═════ Record set

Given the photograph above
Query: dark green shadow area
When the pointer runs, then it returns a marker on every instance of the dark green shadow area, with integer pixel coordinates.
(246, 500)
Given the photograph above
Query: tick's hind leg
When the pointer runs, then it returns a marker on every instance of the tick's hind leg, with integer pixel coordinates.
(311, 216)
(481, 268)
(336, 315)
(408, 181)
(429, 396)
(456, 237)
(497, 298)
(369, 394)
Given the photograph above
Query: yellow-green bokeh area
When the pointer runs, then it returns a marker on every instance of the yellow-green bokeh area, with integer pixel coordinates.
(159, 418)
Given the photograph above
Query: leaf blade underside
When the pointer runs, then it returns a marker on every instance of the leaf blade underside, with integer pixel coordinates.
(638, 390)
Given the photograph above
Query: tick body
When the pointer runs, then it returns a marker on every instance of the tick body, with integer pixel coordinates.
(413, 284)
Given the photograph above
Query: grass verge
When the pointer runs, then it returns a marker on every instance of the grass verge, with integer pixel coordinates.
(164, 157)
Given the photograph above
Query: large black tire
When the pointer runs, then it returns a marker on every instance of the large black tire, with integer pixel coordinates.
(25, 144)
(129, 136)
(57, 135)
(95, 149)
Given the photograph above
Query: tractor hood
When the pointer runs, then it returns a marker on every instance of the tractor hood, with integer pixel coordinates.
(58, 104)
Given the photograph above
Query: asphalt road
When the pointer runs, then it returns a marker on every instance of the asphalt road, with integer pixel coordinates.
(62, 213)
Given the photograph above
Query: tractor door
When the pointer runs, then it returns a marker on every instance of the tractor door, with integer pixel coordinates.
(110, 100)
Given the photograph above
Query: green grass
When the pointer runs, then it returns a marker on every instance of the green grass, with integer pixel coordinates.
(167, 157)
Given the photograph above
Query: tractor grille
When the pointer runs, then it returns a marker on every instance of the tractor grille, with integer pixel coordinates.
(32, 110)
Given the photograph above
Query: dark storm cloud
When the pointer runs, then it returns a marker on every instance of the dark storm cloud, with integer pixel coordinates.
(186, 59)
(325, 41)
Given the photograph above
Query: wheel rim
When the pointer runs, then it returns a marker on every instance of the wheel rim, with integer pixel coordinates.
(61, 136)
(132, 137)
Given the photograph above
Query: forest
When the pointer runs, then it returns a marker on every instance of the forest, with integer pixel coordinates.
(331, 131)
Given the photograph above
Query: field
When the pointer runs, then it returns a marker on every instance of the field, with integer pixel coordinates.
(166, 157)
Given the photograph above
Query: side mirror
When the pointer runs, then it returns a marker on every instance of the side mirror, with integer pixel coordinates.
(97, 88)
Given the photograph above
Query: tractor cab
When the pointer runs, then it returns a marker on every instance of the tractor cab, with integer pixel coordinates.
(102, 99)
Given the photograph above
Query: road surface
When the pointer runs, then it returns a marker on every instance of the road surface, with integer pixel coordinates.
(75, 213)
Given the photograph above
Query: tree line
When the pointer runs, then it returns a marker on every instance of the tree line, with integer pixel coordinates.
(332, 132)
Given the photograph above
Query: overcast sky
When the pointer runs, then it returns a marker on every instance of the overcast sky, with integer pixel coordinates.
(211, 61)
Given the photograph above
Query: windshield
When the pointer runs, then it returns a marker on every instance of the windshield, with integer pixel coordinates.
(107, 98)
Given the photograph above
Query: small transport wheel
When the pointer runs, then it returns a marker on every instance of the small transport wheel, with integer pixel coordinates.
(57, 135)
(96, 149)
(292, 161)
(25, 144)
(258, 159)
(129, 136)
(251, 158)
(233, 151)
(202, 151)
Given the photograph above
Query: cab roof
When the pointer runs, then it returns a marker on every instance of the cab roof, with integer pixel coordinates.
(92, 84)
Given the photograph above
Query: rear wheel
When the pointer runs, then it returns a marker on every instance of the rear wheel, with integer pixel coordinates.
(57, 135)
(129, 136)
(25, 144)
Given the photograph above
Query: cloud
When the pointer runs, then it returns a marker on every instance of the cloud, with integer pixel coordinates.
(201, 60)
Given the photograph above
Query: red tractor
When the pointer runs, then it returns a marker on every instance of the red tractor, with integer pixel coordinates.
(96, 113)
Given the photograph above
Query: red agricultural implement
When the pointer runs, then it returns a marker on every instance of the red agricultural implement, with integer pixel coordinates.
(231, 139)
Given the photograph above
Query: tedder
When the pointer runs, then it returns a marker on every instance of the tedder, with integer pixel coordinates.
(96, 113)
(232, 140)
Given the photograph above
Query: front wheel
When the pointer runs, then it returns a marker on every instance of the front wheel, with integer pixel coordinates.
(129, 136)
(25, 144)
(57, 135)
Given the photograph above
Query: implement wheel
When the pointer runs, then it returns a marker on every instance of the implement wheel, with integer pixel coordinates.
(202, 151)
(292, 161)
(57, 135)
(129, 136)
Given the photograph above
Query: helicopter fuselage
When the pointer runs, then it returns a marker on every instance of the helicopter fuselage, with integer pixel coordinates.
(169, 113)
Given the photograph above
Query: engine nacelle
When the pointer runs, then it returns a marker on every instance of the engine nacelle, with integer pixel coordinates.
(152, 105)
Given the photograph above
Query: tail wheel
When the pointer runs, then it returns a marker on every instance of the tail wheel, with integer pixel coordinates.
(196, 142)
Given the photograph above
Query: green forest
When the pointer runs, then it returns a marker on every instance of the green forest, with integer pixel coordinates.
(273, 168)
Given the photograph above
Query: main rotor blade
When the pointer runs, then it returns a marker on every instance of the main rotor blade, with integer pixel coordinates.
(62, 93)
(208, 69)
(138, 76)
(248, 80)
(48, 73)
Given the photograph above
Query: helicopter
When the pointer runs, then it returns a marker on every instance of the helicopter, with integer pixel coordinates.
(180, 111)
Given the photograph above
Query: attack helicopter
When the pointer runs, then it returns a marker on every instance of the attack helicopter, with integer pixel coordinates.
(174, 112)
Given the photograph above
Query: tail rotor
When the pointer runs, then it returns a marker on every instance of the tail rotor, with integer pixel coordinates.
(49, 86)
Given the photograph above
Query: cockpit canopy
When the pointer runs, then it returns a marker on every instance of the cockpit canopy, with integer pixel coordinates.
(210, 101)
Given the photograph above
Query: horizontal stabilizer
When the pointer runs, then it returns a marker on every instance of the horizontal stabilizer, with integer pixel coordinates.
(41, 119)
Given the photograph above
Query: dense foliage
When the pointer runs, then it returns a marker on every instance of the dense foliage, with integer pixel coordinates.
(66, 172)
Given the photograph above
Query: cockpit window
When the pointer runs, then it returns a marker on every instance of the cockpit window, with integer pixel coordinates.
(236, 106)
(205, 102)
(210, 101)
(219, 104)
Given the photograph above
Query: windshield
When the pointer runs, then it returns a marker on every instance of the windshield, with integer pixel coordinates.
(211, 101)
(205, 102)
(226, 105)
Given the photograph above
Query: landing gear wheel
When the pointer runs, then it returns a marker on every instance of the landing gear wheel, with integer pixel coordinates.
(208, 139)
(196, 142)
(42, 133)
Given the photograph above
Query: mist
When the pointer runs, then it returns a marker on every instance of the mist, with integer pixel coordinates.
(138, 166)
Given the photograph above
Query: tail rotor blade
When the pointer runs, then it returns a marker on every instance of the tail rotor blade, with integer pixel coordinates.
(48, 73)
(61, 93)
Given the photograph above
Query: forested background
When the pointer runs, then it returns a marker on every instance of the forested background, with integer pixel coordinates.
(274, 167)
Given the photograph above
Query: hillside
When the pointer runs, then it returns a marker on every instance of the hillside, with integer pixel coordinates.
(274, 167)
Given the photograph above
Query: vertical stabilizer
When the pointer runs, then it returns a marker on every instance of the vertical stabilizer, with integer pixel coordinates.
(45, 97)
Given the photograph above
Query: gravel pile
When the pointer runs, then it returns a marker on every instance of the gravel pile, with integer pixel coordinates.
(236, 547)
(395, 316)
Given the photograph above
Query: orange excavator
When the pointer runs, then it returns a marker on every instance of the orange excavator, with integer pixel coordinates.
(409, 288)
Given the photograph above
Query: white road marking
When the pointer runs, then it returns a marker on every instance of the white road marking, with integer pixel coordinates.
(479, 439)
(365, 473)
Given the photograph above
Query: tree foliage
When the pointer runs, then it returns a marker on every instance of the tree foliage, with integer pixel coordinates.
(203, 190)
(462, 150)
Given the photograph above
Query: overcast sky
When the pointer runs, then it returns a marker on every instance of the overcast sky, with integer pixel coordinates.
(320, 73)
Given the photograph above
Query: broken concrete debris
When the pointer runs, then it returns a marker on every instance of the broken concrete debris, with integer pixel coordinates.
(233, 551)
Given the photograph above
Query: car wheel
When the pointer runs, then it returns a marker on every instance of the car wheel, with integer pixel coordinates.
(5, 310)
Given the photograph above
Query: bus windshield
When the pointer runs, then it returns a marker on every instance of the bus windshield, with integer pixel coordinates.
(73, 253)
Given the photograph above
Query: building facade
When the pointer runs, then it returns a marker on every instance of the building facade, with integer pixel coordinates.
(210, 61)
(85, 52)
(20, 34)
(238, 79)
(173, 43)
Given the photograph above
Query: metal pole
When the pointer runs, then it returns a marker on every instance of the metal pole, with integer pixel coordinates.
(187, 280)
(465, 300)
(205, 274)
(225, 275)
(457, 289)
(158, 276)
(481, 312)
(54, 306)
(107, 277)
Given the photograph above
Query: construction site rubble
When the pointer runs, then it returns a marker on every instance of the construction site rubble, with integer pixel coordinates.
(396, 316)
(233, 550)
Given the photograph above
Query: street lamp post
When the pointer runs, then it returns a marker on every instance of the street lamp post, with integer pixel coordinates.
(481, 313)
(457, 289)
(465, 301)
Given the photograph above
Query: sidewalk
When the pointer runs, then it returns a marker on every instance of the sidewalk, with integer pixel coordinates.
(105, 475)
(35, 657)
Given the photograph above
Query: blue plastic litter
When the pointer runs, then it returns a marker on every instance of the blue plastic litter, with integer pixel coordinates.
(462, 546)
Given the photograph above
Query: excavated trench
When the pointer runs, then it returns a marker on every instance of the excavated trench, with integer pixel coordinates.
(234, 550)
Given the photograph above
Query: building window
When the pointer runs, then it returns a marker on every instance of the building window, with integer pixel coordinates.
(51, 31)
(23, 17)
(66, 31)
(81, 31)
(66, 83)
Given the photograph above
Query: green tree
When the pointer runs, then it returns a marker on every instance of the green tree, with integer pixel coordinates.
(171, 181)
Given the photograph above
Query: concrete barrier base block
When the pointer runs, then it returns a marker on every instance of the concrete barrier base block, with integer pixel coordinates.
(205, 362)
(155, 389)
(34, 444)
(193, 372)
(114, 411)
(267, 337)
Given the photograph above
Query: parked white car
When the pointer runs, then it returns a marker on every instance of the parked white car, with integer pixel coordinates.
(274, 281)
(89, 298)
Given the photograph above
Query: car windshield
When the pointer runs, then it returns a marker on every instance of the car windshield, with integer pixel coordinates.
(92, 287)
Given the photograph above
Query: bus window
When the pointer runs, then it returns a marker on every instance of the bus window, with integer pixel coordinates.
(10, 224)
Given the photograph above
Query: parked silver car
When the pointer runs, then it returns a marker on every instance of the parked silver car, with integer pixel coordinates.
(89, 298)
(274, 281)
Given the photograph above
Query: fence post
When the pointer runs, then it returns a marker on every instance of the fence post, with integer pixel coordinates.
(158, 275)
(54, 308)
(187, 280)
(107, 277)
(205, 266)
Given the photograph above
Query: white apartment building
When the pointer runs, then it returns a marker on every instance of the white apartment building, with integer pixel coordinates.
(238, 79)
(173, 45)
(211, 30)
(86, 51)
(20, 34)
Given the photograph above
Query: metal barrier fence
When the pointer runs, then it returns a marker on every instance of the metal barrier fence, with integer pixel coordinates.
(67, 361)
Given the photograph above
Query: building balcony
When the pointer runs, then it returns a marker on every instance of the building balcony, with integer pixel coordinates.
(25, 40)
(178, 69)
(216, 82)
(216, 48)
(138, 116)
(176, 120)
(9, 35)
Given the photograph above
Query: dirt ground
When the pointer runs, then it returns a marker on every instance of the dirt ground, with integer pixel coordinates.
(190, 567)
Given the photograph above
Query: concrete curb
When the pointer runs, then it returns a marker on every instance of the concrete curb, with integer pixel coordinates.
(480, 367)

══════════

**Work required:** From the entries above, give again exactly the lines running from the line with "Query: building balcony" to the line with "Query: dirt ground"; include both of those lines.

**Answer section:**
Query: building balcony
When the pointer runs, then it returns a marker on every instance of the building balcony, with integer pixel coordinates.
(25, 40)
(178, 69)
(216, 82)
(216, 48)
(138, 116)
(176, 120)
(9, 35)
Given the photograph above
Query: dirt ground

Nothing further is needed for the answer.